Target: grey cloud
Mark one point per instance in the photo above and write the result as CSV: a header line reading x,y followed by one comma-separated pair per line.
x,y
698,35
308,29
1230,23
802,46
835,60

==========

Work instructions = Please convert every line of the entries above into a numbered list, leaving out any blank lines.

Solution to this exercise =
1. Target: grey cloud
2. Mark one point per instance in the photo above and write the result as CSV: a header line reading x,y followed by one comma-separated pair per line.
3. x,y
4. 698,35
5. 308,29
6. 1230,23
7. 802,46
8. 835,60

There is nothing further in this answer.